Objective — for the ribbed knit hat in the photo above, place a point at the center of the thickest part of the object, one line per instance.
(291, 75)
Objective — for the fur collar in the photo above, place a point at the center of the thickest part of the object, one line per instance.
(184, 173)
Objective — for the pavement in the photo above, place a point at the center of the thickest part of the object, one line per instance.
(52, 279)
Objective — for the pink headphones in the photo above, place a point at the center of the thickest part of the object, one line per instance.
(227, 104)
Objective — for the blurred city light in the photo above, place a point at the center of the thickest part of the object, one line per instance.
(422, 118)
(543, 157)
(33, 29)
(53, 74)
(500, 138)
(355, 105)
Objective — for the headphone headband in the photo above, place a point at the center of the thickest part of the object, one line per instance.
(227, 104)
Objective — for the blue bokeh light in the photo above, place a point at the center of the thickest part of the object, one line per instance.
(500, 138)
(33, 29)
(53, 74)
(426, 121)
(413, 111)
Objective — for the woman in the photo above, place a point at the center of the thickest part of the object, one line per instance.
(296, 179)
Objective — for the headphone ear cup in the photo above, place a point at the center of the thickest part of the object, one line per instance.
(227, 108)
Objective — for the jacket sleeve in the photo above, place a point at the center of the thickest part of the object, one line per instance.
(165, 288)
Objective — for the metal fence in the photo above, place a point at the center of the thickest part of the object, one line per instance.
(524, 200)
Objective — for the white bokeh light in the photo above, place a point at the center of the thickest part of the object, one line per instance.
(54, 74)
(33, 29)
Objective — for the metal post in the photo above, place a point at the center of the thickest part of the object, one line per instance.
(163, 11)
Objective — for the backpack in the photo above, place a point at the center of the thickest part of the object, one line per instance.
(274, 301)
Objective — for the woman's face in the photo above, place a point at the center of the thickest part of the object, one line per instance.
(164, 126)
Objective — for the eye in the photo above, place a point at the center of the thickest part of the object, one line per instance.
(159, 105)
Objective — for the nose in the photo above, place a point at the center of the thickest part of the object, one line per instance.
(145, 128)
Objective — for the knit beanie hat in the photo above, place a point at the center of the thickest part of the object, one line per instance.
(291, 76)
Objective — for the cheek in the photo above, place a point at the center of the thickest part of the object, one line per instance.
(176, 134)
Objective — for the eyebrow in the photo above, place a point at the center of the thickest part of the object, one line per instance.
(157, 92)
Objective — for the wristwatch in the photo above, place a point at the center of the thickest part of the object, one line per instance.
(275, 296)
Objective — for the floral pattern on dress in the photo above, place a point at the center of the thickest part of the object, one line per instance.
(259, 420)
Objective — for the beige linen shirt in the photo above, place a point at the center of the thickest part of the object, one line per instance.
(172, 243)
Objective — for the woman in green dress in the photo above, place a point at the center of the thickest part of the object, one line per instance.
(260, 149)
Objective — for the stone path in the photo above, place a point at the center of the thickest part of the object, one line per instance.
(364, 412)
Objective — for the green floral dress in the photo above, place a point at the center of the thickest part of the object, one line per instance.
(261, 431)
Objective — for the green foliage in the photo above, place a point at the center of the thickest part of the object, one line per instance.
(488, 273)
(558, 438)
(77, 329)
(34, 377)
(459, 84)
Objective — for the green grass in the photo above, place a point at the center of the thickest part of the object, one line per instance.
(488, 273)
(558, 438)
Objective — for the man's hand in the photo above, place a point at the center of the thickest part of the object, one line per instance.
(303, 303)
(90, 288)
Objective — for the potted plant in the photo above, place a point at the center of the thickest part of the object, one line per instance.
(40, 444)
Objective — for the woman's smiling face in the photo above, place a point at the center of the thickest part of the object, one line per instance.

____

Write the listing out again, exactly as it reads.

* **ANSWER TO THIS EXERCISE**
Objective — for the ribbed knit hat in the photo above, place a point at the center of the thickest part of the object, one line per instance.
(291, 75)
Objective — for the fur collar in the photo above, place a point at the center of the thickest part of the object, one line per instance.
(184, 173)
Objective — for the pavement in the photo above, place a point at the center of the thickest part of the object, one line per instance.
(52, 279)
Objective — for the pink headphones in the photo above, place a point at the center of the thickest part of the object, one line per instance.
(227, 104)
Objective — for the blurred city light in the photo above, place a point at the center of the thickest part of the object, one line per instance.
(422, 118)
(543, 157)
(33, 29)
(53, 74)
(500, 138)
(355, 105)
Objective — for the headphone headband in the photo above, place a point at the center of the thickest part of the object, one line per instance.
(227, 104)
Objective — for the blue bokeh light in the photo above, place a point at the center of the thickest part of the object, one line per instance.
(500, 138)
(33, 29)
(53, 74)
(426, 121)
(413, 111)
Objective — for the woman in the photo above, place a point at the center of the thickest part of the object, one line per instance.
(296, 179)
Objective — for the headphone ear cup in the photo above, place a point at the center of the thickest part of the object, one line per instance.
(227, 108)
Objective — for the jacket sleeve in the photo above, place a point at the center of the thickest part of the object, one line per instance.
(165, 288)
Objective — for the metal fence in the photo above, place a point at the center of the thickest part of the object, one line per instance.
(524, 200)
Objective — for the white bokeh light in the photo above, place a point at the center of the thickest part of the object, one line per instance.
(54, 74)
(33, 29)
Objective — for the metal post in the photo above, place a point at the center of the thickest part of the object, one line per instance.
(163, 11)
Objective — for the backpack in the photo above, place a point at the center of the thickest part of the object, one line per instance.
(274, 301)
Objective — for the woman's face in the photo above, place a point at the center of the thickest part of the object, one line per instance.
(164, 126)
Objective — for the eye in the photo above, place a point at the center of the thickest part of the object, one line per instance.
(159, 105)
Objective — for the nose in the photo above, place a point at the center of the thickest part of the object, one line per instance.
(145, 128)
Objective — for the knit beanie hat in the photo above, place a point at the center of the thickest part of the object, one line per instance.
(291, 76)
Objective — for the cheek in the photo above, place a point at the center of the thickest part of the object, one line per instance.
(176, 134)
Objective — for the eyebrow in the photo above, place a point at the center of the thickest part of the object, one line per instance.
(157, 92)
Objective — for the wristwatch in the photo above, place a point at the center of the thickest part of the object, one line per instance.
(275, 296)
Objective — for the floral pattern on dress in the photo above, place a point at the center of the thickest part of the object, one line per instance.
(259, 420)
Objective — for the beige linen shirt in the photo above, place a point at the center of the thickest part of the object, one line per instance.
(172, 243)
Objective — for the woman in green dress in the photo above, place a point at the center of the thickest part of the object, one line per instance.
(260, 149)
Objective — for the stone path in the photo above, place a point at the center of the thickest part of the object, one line per instance.
(364, 412)
Objective — for the green floral dress in the photo above, place a point at the center of the thickest part of the object, one line per instance.
(261, 431)
Objective — for the green foliage in the photo above, place a point at the center of the thickest part of the object, one line per instance.
(488, 273)
(558, 438)
(77, 329)
(34, 377)
(459, 84)
Objective — for the green grass in the photo above, place a point at the center of the thickest part of the object, one line per instance.
(488, 273)
(558, 438)
Objective — for the man's hand in the photo above, place a point at the center of the thickest part of the object, one line per instance.
(303, 303)
(90, 288)
Objective — for the potted plant in the photo above, place a point at the center of the thickest part of the object, one line per instance.
(40, 444)
Objective — for the woman's smiling face in the photo above, place a point at the center of the thickest part of the object, one line per instance.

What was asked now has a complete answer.